-- start of EXTRACTED RECORDS --
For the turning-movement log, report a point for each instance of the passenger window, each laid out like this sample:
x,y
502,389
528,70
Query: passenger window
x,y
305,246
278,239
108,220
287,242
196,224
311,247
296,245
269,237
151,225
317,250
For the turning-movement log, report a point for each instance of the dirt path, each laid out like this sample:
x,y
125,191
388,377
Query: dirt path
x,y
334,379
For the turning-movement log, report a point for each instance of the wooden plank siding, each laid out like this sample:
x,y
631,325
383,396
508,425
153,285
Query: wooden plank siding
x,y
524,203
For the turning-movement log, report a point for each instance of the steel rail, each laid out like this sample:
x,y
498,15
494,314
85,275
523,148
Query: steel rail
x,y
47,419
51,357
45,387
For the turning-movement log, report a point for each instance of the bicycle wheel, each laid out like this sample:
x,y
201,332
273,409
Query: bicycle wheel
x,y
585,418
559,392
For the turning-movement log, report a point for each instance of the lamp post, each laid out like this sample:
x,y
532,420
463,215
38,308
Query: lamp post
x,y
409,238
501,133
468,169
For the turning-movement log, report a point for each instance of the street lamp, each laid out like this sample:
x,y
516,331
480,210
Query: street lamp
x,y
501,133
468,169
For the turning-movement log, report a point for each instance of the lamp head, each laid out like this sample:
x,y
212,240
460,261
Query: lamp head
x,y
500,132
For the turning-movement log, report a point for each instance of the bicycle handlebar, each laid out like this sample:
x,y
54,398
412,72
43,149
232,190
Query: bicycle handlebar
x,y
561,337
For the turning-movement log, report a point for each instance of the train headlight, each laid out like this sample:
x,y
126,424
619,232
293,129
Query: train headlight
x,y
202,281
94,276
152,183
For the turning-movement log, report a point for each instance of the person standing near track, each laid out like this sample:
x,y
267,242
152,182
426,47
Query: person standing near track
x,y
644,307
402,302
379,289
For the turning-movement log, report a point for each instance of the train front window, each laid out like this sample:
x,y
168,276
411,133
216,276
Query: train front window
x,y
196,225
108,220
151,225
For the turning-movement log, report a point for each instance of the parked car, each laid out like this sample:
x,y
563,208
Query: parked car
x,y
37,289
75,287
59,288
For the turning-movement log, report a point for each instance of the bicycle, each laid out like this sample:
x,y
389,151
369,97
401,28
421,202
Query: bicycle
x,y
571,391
-- end of EXTRACTED RECORDS --
▶ _WHAT THE TASK REQUIRES_: Please print the whole listing above again, line for line, without changing anything.

▶ _FINISHED EXERCISE_:
For the turning-movement log, report a point for each instance of the passenger window, each laid out like this sample:
x,y
502,389
528,70
Query: passenger window
x,y
305,246
278,239
108,220
287,242
196,224
311,247
296,245
269,237
151,225
317,250
For the turning-movement log, report a point for each instance of the dirt path, each laid out like this sample:
x,y
125,191
388,377
Query: dirt path
x,y
334,379
For the turning-movement log, report a point for each instance of the wooden plank siding, each laid out like this sample:
x,y
631,325
383,396
508,425
153,285
Query: wooden plank siding
x,y
524,203
For the turning-movement log, report a point for each instance of the steel rail, each laid out like this sample:
x,y
498,15
494,314
85,275
523,148
Query: steel rail
x,y
47,419
51,357
45,387
For the turning-movement log, report a point for each instance of the bicycle wheel, each laid out like this sample:
x,y
201,332
273,409
Query: bicycle wheel
x,y
585,418
559,392
For the turning-movement log, report a point for each instance of the lamp post, each laid out like this sample:
x,y
532,420
463,215
38,308
Query: lamp post
x,y
409,238
501,133
468,169
For the turning-movement log, report a point for each instance of the street lamp, each laid out like this sample:
x,y
516,331
480,210
Query: street lamp
x,y
501,133
468,169
For the turning-movement log, report a point for each instance of the lamp head, each laid out like this sample:
x,y
212,240
460,261
Query: lamp head
x,y
500,132
For the turning-movement log, report a point for each instance of the bicycle handlebar, each laid out like this sample:
x,y
54,398
412,72
43,149
232,190
Query: bicycle handlebar
x,y
561,337
For the turning-movement log, report a point for each instance of the train headlight, each laid out like this sample:
x,y
126,424
619,232
293,129
Query: train headlight
x,y
202,281
94,276
152,183
For the turning-movement log, report a point for each instance of the person standing near track, each laid out like this sample:
x,y
267,242
152,182
426,47
Query: person standing near track
x,y
644,307
402,302
379,289
For the turning-movement log, report a point for each instance of the train front window, each laid out like this sample:
x,y
168,276
411,133
216,276
Query: train front window
x,y
196,225
108,220
151,225
For the turning-movement log, report a point for each instance of the parked car, each laid out like this sample:
x,y
563,208
Query: parked car
x,y
37,289
75,287
59,288
For the turning-movement log, report a point for each instance of the bicycle, each laid out like this sample:
x,y
389,151
369,97
401,28
421,202
Query: bicycle
x,y
571,391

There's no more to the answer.